**Exercise brief**
If a line in the records below includes the word "metal", count it, then give the total and nothing else.

↓

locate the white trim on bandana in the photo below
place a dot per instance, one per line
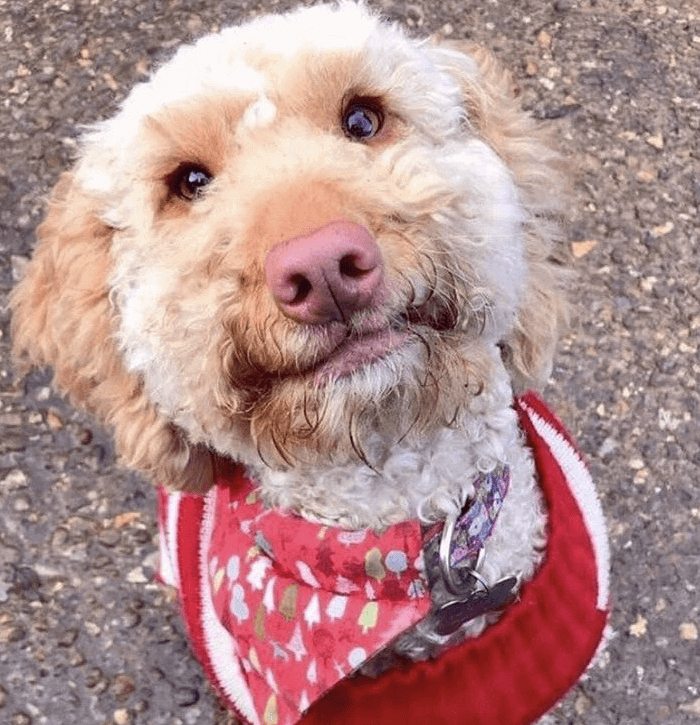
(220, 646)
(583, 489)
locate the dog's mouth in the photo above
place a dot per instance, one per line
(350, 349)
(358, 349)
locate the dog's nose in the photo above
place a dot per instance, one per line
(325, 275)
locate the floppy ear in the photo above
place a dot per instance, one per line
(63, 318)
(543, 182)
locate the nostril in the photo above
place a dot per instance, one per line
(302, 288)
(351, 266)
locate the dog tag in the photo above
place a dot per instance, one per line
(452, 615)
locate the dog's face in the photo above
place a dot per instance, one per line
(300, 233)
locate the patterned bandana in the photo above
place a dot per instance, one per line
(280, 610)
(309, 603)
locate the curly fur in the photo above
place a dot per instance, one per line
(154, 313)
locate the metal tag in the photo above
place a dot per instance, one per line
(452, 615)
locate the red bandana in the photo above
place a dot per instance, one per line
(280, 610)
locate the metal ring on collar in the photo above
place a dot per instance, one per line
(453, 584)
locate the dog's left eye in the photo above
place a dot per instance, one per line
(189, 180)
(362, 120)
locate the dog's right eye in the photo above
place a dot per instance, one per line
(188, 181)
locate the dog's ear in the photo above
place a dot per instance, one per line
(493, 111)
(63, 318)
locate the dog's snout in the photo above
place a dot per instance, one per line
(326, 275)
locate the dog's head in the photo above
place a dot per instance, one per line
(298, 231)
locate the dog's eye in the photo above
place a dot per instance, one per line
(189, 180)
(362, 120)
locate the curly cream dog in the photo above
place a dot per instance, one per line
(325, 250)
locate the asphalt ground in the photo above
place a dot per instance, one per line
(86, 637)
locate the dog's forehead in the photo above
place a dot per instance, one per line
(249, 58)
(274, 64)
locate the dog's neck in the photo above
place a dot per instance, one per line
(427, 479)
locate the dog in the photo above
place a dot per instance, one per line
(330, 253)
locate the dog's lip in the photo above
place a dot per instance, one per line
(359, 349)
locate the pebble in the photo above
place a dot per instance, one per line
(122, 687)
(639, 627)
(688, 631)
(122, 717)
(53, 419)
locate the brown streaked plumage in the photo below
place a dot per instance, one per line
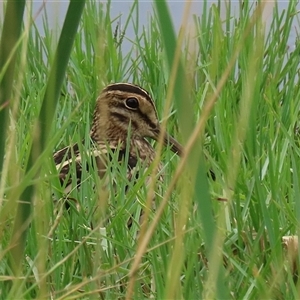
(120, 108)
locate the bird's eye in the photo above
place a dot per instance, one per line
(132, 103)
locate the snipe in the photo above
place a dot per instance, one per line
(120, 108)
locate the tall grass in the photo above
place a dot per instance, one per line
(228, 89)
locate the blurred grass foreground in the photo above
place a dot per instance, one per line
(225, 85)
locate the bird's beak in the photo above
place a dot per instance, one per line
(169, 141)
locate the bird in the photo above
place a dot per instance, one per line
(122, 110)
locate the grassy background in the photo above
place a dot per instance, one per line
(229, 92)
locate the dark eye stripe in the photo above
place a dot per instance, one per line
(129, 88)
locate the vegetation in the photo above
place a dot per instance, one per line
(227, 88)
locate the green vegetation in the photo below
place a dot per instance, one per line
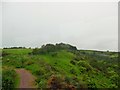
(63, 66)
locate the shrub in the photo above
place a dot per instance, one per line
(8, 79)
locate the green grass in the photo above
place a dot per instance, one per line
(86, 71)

↑

**Answer section**
2